WORK ORDER: Reproduce the text on SNPs associated with body fat distribution word for word, from its heading through the final comment.

DOCUMENT EXTRACT:
SNPs associated with body fat distribution

SNP Nearest Gene Risk Version
(*) RSPO3 T

* In some cases, 23andMe cannot report data for the original SNP, so a proxy SNP that correlates perfectly with the original in Europeans is reported instead.

SNPwatch gives you the latest news about research linking various traits and conditions to individual genetic variations. These studies are exciting because they offer a glimpse into how genetics may affect our bodies and health; but in most cases, more work is needed before this research can provide information of value to individuals. For that reason it is important to remember that like all information we provide, the studies we describe in SNPwatch are for research and educational purposes only. SNPwatch is not intended to be a substitute for professional medical advice; you should always seek the advice of your physician or other appropriate healthcare professional with any questions you may have regarding diagnosis, cure, treatment or prevention of any disease or other medical condition.

  • Puff Daddy

    “As with obesity and many other conditions with a strong environmental component, genes only account for a *small piece* [emphasis mine] of the puzzle….”

    Why are you using the weasel phrase “small piece” when you state elsewhere on 23&me that “The heritability of obesity, as defined by having a body mass index of 30 or more, is estimated to be 64-84%”

    64-84% doesn’t seem like a “small piece” to me — at least as far as BMI is concerned, and it seems like you have chosen to muddy the waters with purposely vague phrasing so as to not offend. Why is that?

  • KimB

    Thank you for the comment. What I meant by “genes only account for a small piece of the puzzle” is that obesity, as with many complex morphological traits (such as body size, height, etc.), does not have one single gene (or a few genes) with a large effect but instead has many genes that each play a small role in the variation. Thus, the SNPs reported in this study will contribute to waist-hip ratio but will each only play a small role in overall body fat distribution. Also, note that the heritability of WHR is 30-60%, compared to the estimated higher heritability of BMI.

PROVIDED RECORDS:
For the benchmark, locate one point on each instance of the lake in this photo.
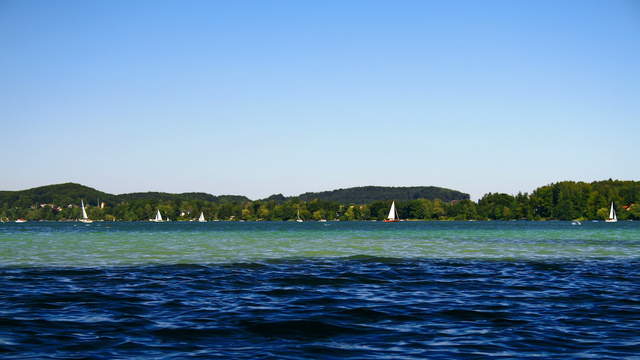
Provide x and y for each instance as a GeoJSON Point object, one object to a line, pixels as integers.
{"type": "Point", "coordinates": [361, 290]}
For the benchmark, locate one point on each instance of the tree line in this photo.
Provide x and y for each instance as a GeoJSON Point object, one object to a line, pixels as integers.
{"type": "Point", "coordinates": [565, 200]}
==
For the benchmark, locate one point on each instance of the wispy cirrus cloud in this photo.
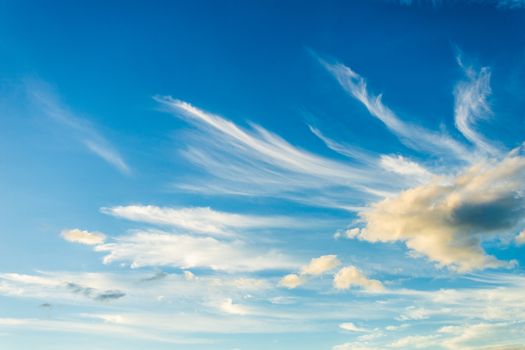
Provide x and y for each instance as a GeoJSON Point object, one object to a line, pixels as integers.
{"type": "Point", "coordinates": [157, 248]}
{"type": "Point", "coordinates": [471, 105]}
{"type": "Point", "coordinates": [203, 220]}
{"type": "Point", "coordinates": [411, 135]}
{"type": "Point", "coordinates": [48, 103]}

EXERCISE SOLUTION:
SNPs associated with body fat distribution

SNP Nearest Gene Risk Version
(*) RSPO3 T

* In some cases, 23andMe cannot report data for the original SNP, so a proxy SNP that correlates perfectly with the original in Europeans is reported instead.

SNPwatch gives you the latest news about research linking various traits and conditions to individual genetic variations. These studies are exciting because they offer a glimpse into how genetics may affect our bodies and health; but in most cases, more work is needed before this research can provide information of value to individuals. For that reason it is important to remember that like all information we provide, the studies we describe in SNPwatch are for research and educational purposes only. SNPwatch is not intended to be a substitute for professional medical advice; you should always seek the advice of your physician or other appropriate healthcare professional with any questions you may have regarding diagnosis, cure, treatment or prevention of any disease or other medical condition.

  • Puff Daddy

    “As with obesity and many other conditions with a strong environmental component, genes only account for a *small piece* [emphasis mine] of the puzzle….”

    Why are you using the weasel phrase “small piece” when you state elsewhere on 23&me that “The heritability of obesity, as defined by having a body mass index of 30 or more, is estimated to be 64-84%”

    64-84% doesn’t seem like a “small piece” to me — at least as far as BMI is concerned, and it seems like you have chosen to muddy the waters with purposely vague phrasing so as to not offend. Why is that?

  • KimB

    Thank you for the comment. What I meant by “genes only account for a small piece of the puzzle” is that obesity, as with many complex morphological traits (such as body size, height, etc.), does not have one single gene (or a few genes) with a large effect but instead has many genes that each play a small role in the variation. Thus, the SNPs reported in this study will contribute to waist-hip ratio but will each only play a small role in overall body fat distribution. Also, note that the heritability of WHR is 30-60%, compared to the estimated higher heritability of BMI.